WHAT IS NEEDED: Change "faint footprint impression" to "faint shoeprint impression" in the rows from the very first line through the line containing "column 215, row 129", and write those lines out again with nothing else altered.

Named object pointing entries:

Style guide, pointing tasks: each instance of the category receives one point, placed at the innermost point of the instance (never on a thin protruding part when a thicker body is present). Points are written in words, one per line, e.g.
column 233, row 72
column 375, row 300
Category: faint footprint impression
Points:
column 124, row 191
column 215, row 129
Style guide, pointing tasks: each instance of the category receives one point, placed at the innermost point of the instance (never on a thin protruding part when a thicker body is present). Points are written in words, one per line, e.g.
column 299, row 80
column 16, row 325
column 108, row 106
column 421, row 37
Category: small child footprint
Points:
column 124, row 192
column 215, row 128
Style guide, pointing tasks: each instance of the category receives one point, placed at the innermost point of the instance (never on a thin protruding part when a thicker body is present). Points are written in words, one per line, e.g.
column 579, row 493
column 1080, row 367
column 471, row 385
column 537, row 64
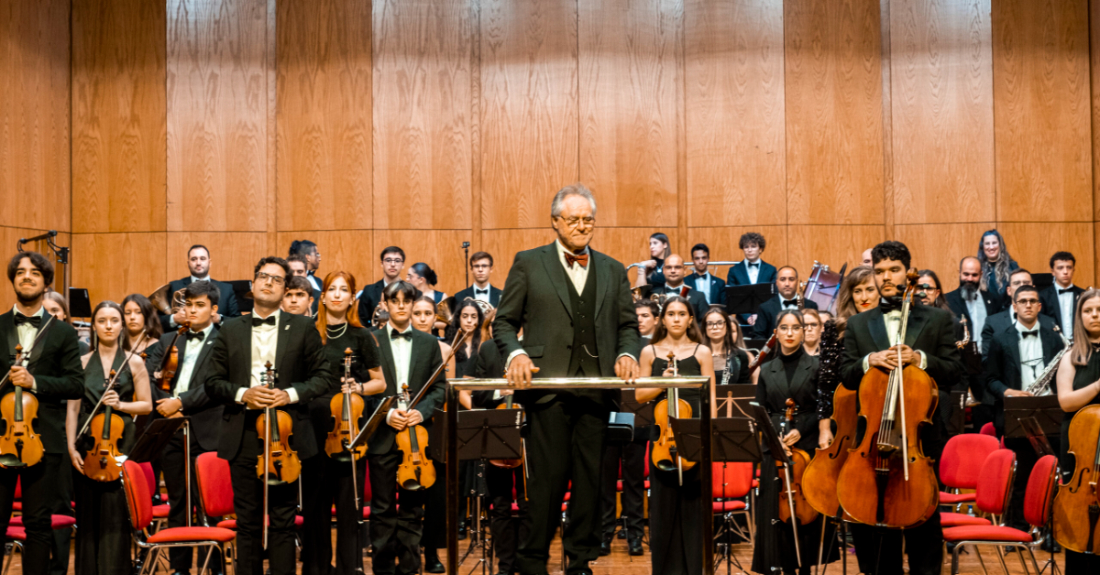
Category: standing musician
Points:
column 1078, row 387
column 54, row 375
column 327, row 479
column 792, row 375
column 871, row 342
column 408, row 357
column 102, row 542
column 574, row 308
column 187, row 397
column 235, row 379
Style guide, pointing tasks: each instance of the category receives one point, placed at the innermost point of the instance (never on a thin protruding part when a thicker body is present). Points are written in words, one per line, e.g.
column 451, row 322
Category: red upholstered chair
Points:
column 960, row 465
column 140, row 504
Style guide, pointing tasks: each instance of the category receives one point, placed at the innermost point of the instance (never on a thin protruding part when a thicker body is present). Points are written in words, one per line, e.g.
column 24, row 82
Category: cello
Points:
column 889, row 465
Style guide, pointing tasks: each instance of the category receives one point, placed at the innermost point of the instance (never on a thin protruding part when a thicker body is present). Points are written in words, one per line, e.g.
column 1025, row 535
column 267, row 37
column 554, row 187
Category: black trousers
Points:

RESPONSE FOR THIS EXERCISE:
Style guide, pointing tasks: each instance of the category receives one point, placed at the innermost point of the instance (never on a thin protruding part when a thicker body is present). Points are written in words, one per line, e.g.
column 233, row 72
column 375, row 300
Category: faint shoeprint impression
Points:
column 124, row 191
column 215, row 129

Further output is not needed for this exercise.